TEKSTFRAGMENT =>
************

Hij woont dus zijn eigen uitvaart bij. De mogelijkheid is vaker geopperd, hier wordt het evenement gepresenteerd als een vanzelfsprekend onderdeel van een uiterst bewust doorgemaakt rouwproces, en bovendien als een geaccepteerd ritueel, een volkomen ingeburgerd verschijnsel: niemand kijkt er vreemd van op, er worden in de film door de gasten geen grapjes gemaakt over het ridicule toneelstukje waarin ze figureren als vriend of familielid. In die zin was het idee nieuw, voor mij althans. Ik sluit niet uit dat zoiets in Amerika wel voorkomt, en nu de film ons land bereikt heeft, binnenkort ook in dit theater.
Het is een mogelijkheid, en zodra die aan een groot publiek geopperd wordt, zal dat er gebruik van maken.
Ik weet niet zeker of ik dit een pervers idee vind.
In mijn familie viert men ook de eigen verjaardag niet. Men wordt simpelweg ouder. Men trouwt in stilte, krijgt een paar onopvallende kinderen, is in mindere of meerdere mate ongelukkig en laat zich tenslotte zonder ophef wegbrengen. Wij zijn niet zo van het theater. Wij hoeven niet zo nodig aan sociale conventies te voldoen. We zijn daar te eenzaam voor, er zouden maar een paar mensen komen. Het zou niet erg gezellig worden. De gasten zouden al spoedig wat bedremmeld afscheid nemen en ons achterlaten met de twijfel, of ze het na dit echec überhaupt nog zullen opbrengen naar onze eigenlijke uitvaart te komen, nu wisten we nog niks.

************

SCHRIJFOPDRACHT A => Citeer letterlijk het stuk uit het tekstfragment dat opent met de woorden "Het is een mogelijkheid, en" en afsluit met "pervers idee vind.".

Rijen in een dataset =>
************

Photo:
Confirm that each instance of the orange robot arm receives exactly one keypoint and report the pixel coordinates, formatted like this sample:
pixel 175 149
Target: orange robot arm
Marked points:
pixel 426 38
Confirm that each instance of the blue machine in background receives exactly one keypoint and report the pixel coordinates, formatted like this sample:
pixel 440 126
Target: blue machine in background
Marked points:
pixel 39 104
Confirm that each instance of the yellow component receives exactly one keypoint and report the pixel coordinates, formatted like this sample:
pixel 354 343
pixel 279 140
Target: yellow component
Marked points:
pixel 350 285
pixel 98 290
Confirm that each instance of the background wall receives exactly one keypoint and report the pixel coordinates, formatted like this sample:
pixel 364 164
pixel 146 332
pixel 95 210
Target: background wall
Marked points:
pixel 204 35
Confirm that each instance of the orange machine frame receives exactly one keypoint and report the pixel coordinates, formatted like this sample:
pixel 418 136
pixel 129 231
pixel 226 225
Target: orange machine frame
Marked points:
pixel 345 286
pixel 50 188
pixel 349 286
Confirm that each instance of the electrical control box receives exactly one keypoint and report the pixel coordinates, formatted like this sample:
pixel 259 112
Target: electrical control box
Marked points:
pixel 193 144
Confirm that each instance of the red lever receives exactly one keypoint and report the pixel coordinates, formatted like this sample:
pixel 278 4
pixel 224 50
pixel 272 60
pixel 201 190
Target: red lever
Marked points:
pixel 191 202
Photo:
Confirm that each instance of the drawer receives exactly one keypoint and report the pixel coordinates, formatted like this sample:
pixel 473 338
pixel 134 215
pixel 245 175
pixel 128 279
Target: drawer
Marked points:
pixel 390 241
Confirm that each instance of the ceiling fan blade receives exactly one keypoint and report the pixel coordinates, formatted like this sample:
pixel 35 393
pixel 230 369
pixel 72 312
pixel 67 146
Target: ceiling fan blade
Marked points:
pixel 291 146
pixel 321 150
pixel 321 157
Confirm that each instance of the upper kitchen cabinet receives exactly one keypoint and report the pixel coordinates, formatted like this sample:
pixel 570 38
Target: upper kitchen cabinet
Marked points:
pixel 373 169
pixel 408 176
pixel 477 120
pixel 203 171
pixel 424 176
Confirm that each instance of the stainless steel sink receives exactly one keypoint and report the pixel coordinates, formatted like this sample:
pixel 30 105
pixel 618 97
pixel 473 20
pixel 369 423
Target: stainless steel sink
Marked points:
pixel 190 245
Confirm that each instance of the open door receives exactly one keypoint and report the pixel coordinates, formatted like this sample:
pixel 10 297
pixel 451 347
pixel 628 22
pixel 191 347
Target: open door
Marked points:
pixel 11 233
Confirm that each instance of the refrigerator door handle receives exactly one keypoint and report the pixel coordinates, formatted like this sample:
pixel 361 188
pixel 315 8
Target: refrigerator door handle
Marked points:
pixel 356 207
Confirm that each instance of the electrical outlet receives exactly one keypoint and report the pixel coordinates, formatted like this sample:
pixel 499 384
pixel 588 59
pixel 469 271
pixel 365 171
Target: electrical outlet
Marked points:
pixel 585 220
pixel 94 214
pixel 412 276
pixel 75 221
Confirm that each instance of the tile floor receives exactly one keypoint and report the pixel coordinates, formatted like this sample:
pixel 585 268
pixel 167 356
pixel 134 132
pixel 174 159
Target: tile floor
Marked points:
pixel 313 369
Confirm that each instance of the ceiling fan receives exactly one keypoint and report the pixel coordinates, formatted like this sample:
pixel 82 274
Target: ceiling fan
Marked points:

************

SCHRIJFOPDRACHT B => Geef uit de rijen letterlijk het gedeelte weer dat opent met de regel met "Confirm that each instance of the ceiling fan receives" en doorloopt tot en met het einde van de rijen.

OPLOSSING A =>
Het is een mogelijkheid, en zodra die aan een groot publiek geopperd wordt, zal dat er gebruik van maken.
Ik weet niet zeker of ik dit een pervers idee vind.

OPLOSSING B =>
Confirm that each instance of the ceiling fan receives exactly one keypoint and report the pixel coordinates, formatted like this sample:
pixel 82 274
Target: ceiling fan
Marked points:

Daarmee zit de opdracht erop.